### Exercise:
Can you rewrite the part that opens with the line containing "uniform shirt for player-tracking calibration." and closes with the line containing "[153,43,394,225]", changing "garage door" to "roll-up door" and leaving everything else as it is?

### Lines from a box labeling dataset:
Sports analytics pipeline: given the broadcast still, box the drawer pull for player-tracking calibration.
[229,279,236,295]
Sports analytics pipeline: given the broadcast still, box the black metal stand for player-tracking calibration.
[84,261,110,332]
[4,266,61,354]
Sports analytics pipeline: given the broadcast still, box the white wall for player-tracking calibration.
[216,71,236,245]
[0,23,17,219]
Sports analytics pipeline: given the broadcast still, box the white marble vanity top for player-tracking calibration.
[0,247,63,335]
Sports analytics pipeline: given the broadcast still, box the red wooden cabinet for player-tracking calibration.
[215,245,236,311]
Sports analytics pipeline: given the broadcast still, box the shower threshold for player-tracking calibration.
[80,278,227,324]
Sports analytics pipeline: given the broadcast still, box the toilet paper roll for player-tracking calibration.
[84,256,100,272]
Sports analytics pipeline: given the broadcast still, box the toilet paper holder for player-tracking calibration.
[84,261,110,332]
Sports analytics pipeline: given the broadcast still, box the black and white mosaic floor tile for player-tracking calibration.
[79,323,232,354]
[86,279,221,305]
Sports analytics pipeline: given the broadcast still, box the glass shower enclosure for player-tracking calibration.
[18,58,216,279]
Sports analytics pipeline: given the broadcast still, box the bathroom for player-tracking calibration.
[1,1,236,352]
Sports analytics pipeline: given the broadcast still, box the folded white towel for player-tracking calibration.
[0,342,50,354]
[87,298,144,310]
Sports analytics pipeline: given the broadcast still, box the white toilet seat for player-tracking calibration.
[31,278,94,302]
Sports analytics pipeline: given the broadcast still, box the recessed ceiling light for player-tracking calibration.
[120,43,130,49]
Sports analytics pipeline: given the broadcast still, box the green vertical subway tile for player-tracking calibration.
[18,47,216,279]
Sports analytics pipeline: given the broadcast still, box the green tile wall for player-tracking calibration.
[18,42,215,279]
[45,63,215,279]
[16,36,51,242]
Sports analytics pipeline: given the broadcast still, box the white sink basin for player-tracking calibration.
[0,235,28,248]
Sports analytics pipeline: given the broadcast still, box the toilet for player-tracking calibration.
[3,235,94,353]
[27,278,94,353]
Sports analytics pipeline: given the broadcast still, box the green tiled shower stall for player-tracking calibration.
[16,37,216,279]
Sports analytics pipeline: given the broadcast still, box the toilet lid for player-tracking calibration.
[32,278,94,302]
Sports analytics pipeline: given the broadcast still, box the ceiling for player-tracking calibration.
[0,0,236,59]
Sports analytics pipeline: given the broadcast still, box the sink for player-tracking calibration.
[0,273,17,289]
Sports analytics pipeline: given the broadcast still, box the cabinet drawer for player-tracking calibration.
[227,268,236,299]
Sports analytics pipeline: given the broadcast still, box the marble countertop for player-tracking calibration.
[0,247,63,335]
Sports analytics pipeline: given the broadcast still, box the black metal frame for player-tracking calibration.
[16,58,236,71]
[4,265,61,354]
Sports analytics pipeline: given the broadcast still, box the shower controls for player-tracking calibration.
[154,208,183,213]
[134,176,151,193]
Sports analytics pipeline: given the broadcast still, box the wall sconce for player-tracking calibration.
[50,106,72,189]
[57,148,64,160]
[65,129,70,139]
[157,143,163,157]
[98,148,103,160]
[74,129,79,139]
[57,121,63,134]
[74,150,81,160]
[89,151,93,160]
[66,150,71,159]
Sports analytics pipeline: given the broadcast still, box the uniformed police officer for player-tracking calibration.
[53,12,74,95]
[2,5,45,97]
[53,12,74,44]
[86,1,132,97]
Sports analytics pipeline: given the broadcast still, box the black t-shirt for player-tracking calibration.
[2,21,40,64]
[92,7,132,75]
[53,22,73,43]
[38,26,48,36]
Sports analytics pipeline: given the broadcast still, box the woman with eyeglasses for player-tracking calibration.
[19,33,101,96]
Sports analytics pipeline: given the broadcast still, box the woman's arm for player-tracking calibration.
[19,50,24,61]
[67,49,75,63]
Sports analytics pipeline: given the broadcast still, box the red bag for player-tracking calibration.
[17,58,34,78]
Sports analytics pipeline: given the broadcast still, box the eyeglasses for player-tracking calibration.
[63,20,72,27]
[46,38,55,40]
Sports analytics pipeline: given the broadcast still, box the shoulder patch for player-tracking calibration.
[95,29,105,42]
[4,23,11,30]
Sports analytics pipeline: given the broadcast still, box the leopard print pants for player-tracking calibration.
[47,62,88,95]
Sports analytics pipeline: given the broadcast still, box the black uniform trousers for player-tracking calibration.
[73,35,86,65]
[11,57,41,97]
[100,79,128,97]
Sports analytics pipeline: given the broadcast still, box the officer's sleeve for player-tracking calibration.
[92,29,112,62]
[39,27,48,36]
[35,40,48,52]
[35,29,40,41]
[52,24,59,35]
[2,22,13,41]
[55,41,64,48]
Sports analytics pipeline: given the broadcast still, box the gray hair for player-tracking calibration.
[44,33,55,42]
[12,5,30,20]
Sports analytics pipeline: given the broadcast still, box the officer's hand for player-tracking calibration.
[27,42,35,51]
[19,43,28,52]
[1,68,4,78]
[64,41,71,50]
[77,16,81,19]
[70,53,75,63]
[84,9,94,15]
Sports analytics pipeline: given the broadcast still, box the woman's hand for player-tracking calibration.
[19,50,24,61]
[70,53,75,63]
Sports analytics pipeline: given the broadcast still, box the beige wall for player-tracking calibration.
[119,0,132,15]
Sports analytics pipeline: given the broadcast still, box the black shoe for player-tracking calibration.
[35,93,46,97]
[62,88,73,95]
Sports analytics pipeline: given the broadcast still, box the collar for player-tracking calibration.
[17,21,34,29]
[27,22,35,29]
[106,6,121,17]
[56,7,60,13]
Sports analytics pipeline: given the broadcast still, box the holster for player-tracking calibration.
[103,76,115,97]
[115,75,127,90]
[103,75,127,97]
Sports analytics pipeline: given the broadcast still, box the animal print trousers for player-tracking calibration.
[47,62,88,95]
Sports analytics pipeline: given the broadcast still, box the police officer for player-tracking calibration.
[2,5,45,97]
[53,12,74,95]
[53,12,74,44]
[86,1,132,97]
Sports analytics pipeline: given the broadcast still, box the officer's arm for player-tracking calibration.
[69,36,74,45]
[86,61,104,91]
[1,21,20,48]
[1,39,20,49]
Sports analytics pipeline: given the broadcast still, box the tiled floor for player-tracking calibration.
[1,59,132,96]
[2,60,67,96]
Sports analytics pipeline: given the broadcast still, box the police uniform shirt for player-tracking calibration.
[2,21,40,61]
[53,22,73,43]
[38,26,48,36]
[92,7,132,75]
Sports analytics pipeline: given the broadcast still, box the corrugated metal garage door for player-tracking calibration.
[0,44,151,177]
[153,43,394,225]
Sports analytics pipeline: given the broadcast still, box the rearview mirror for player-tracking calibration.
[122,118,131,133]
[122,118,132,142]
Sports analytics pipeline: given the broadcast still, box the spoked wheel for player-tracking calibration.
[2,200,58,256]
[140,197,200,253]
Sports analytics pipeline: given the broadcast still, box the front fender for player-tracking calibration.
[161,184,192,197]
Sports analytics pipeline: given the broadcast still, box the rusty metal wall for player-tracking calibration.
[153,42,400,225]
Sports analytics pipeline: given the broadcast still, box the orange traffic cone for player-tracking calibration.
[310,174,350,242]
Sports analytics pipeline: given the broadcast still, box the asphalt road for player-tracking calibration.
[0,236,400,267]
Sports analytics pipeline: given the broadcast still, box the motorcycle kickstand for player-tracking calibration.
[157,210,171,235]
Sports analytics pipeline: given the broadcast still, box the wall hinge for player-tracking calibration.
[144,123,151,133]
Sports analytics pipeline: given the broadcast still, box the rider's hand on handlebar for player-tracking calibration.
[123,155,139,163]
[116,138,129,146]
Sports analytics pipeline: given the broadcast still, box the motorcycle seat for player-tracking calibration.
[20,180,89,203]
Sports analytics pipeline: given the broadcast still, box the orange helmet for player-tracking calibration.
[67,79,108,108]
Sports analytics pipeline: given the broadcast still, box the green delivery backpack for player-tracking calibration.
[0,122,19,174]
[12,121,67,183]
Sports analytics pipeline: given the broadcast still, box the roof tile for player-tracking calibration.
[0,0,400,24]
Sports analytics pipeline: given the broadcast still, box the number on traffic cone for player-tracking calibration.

### Answer for this exercise:
Sports analytics pipeline: given the broadcast still, box the police uniform shirt for player-tracking calibration.
[2,21,40,61]
[53,22,73,43]
[38,26,48,36]
[92,7,132,75]
Sports analytics pipeline: given the broadcast still, box the corrugated metal roll-up door for player-tracking calibration.
[0,44,151,177]
[153,43,394,225]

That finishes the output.